Seçilen metin
İçimi burkan imzalar

İçimi burkan imzalar

Edebiyat ve fikir insanı Arslan Tekin’in Ozan Arif hakkındaki yazısında benim bazı mısralarımı da söz konusu etmesi, ister istemez geçmiş zamanlara sevk etti beni.

12 Eylül dönemiydi. Kültür Bakanlığındaydım. Emniyette, yurt dışından gelip gümrükte el konulan yayınların incelenmesi için bir kurul vardı. Bu kurulda Kültür Bakanlığı adına da ben görevlendirilmiştim. El konulmuş olan yayınlar inceleniyor, büyük ölçüde “yurda sokulması yasaktır” kararı veriliyordu. Söz konusu yayınlar içerisinde o vakitler halen varlığını koruyan, Moskova rüzgârlı “Kızıl Emyeryalizm” havasında olanlar da bulunuyordu. Onların altına gönül rahatlığıyla imzamı atıyordum. Ama bir de yurt dışındaki milliyetçilerin yazdıkları vardı ki, bunların başında Ozan Arif’in isyanları, öfkeleri, taşlamaları da bulunuyordu. Bunları okurken bir yandan içim ferahlıyor, öte yandan onların da yasaklanması kararına atacağım imzadan dolayı daralıyordum. Başka türlüsü ise Don Kişotluk’tan öte bir anlam taşımayacaktı. Yani “Ben muhalifim bu yasağa” demek, Ozan Arif’in o dörtlükleri gelip Türkiye’de söylemesini istemek gibi bir şeydi.

Çıkarılan veriler

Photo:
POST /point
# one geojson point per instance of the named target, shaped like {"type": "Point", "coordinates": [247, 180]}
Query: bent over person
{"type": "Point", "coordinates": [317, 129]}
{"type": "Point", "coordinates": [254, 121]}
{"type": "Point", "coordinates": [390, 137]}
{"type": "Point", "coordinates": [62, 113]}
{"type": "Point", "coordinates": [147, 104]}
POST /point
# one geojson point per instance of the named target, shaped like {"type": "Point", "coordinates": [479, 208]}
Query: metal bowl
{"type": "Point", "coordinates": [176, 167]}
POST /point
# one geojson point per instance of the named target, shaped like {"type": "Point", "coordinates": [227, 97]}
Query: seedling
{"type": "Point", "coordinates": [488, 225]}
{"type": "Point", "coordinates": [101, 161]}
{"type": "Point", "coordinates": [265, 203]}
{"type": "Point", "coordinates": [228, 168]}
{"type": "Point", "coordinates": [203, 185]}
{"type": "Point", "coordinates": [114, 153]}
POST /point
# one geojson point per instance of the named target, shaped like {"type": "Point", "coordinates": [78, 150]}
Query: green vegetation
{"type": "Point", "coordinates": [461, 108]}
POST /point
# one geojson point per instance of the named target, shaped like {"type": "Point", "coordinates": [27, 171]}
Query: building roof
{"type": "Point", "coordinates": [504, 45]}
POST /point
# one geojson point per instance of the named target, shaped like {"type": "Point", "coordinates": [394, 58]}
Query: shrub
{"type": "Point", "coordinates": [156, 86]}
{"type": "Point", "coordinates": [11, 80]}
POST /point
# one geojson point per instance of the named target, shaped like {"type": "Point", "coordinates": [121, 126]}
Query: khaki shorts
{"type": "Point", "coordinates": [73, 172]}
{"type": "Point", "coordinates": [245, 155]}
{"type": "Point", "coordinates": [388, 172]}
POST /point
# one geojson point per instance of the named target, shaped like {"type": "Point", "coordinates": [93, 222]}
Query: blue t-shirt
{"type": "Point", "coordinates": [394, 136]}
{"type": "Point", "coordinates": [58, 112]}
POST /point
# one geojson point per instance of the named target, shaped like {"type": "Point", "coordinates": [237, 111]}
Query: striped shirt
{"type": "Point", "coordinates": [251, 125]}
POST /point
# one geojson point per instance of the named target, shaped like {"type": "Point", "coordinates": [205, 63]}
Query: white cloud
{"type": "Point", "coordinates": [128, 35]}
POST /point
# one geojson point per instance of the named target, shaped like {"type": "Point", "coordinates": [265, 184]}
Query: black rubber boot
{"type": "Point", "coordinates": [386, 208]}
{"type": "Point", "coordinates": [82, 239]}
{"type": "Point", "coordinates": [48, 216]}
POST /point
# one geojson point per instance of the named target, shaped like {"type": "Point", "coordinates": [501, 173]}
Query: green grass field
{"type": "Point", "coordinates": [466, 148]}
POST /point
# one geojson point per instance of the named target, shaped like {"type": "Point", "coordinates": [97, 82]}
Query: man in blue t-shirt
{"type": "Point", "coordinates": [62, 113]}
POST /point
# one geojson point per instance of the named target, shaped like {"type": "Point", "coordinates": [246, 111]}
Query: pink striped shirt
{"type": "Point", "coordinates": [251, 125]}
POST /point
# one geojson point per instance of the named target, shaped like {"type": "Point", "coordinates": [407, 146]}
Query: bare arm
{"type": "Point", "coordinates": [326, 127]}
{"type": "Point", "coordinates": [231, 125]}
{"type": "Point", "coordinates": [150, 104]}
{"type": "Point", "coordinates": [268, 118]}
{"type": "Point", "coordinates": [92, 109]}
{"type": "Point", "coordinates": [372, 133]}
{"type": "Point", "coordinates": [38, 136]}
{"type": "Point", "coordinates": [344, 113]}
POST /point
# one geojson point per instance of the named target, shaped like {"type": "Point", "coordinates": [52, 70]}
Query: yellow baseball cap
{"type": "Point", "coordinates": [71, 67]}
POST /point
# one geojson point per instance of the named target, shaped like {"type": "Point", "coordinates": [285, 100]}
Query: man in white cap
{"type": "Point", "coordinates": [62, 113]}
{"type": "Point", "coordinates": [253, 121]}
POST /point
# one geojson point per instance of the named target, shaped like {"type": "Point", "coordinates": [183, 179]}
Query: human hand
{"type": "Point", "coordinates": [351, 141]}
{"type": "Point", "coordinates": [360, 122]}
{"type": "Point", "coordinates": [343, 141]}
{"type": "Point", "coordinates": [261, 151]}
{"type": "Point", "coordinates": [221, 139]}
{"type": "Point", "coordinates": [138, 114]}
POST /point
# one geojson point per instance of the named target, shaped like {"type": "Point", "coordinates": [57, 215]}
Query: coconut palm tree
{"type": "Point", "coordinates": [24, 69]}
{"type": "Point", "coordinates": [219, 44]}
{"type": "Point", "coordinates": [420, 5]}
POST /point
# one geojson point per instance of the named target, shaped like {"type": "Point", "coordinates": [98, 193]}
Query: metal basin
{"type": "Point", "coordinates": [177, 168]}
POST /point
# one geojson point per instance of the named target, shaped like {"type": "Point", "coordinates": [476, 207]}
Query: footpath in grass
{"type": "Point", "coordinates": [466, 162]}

Görevin amacı
Seçilen metinde “Edebiyat ve fikir” sözcüklerini içeren ifadeyle açılıp “sevk etti beni.” ile kapanan bölümü hiçbir değişiklik yapmadan yazın.

Yazılı cevap
Edebiyat ve fikir insanı Arslan Tekin’in Ozan Arif hakkındaki yazısında benim bazı mısralarımı da söz konusu etmesi, ister istemez geçmiş zamanlara sevk etti beni.